Para ella fue “un hombre brillante y de gran corazón”. Ernesto Alvear jamás habló mal de su progenitor. “Mi padre era tan feliz con su familia que nunca se quejó; era un hombre amoroso que regalaba todo lo que no tuvo, afecto, consideración, preocupación, simpatía. Tarde me di cuenta de lo mucho que sufrió en su infancia. Recién vine a comprenderlo cuando fui ministra de Justicia y visité los hogares del Servicio Nacional de Menores. Era tremendamente ingenioso y sensible. Mi papá tenía un gran sentido de solidaridad: cuando venían esos temporales horribles, el primero que salía a ayudar al vecindario era él y junto a él, yo y mis dos otras hermanas para que viviéramos en carne propia lo que era ir en ayuda del resto. Tenía verdadero amor a la patria, tanto que para los 18 de septiembre izábamos la bandera nacional con la mano en el corazón y cantábamos el himno nacional. Los valores de mi padre, de quien yo era la regalona, me marcaron a fuego: la búsqueda del bien común, la austeridad, el sentido de responsabilidad, de superación. Cuando llegaba del colegio con un 6,5 me decía: Usted puede mejorar...y me obligaba a perseguir el 7 en el colegio”.

Datos almacenados –
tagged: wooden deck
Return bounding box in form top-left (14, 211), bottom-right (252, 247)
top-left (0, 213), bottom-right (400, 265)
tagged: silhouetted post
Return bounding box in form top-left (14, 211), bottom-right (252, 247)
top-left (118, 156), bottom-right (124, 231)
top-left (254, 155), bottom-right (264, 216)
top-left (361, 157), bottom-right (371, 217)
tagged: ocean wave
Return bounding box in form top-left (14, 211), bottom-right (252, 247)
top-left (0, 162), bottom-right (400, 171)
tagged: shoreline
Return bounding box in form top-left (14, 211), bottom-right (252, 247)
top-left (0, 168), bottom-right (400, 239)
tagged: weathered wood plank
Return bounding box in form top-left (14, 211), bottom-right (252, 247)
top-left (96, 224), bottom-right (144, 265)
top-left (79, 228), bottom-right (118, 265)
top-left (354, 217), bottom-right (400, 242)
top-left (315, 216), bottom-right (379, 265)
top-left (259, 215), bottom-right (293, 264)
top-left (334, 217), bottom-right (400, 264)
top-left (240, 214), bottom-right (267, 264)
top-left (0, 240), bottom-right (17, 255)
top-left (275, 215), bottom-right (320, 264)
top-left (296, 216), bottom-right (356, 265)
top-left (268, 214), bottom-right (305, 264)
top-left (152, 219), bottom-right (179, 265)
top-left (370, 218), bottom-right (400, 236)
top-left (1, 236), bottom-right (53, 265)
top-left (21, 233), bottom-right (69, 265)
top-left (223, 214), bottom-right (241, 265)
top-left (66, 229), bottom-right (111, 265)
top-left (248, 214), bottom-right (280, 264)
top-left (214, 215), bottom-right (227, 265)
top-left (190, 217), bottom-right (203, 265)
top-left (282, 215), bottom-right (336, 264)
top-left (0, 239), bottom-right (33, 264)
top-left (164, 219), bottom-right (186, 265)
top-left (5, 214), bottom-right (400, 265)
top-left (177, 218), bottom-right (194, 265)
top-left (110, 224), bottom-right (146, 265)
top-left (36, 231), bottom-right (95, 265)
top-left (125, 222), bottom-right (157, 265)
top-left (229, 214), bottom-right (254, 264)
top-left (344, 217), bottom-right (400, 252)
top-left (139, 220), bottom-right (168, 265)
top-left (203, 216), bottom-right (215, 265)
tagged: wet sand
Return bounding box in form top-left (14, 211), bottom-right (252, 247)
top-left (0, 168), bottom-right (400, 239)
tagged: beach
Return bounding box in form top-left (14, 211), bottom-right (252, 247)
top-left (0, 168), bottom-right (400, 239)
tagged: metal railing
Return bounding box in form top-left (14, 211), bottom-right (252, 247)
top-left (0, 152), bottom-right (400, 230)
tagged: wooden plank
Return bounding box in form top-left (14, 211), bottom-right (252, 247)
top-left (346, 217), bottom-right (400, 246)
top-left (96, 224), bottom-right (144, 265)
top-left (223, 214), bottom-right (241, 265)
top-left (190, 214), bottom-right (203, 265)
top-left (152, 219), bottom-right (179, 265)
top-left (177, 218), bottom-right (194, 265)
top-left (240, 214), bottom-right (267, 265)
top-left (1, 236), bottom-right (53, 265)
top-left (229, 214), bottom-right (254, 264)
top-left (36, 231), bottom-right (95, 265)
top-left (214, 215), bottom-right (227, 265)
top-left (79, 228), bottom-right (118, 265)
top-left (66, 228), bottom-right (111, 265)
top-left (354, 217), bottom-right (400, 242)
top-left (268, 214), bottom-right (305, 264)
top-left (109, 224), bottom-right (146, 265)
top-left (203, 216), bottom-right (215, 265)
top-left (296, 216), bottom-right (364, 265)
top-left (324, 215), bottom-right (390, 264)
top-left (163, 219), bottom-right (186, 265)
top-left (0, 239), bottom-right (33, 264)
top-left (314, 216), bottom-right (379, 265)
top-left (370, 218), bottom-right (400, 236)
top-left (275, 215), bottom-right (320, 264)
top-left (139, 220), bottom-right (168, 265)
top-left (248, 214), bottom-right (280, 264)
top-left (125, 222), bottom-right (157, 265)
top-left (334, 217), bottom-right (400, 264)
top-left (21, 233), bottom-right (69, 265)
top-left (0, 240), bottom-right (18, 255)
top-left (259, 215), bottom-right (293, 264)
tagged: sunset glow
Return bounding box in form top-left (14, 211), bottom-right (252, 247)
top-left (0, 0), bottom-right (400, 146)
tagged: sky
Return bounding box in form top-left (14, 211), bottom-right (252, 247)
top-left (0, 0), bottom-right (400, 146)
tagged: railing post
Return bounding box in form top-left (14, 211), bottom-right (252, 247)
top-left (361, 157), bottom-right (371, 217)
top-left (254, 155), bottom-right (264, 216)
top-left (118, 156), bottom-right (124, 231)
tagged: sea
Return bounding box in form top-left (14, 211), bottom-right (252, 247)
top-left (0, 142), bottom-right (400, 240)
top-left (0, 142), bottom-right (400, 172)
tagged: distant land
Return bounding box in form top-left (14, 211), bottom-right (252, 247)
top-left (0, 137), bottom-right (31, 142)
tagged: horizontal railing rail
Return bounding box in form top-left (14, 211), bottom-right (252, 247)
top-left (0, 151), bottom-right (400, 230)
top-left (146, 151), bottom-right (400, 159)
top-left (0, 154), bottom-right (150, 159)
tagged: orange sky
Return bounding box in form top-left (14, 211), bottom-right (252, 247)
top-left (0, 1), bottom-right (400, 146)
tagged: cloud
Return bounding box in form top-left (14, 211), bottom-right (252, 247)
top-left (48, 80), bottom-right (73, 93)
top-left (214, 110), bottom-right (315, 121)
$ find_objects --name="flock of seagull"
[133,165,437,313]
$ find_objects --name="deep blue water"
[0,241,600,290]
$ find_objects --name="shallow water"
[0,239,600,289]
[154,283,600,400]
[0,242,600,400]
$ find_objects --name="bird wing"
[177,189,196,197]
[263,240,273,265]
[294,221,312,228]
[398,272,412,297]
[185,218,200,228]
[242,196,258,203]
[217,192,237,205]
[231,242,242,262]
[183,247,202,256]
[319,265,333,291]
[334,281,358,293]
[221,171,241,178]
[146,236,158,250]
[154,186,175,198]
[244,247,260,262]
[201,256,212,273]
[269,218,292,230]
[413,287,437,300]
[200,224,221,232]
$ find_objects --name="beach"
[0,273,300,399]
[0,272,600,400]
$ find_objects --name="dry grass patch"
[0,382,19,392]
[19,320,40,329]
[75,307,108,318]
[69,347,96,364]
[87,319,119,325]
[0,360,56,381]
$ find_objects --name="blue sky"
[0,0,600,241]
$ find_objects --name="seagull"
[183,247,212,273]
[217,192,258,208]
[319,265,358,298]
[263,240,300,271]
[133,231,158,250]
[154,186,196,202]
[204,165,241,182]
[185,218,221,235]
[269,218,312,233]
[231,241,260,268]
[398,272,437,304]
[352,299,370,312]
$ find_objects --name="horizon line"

Objetivo –
Enumera lo que, según el texto de referencia, el padre regalaba a pesar de no haberlo tenido.

Resultado –
Afecto, consideración, preocupación y simpatía.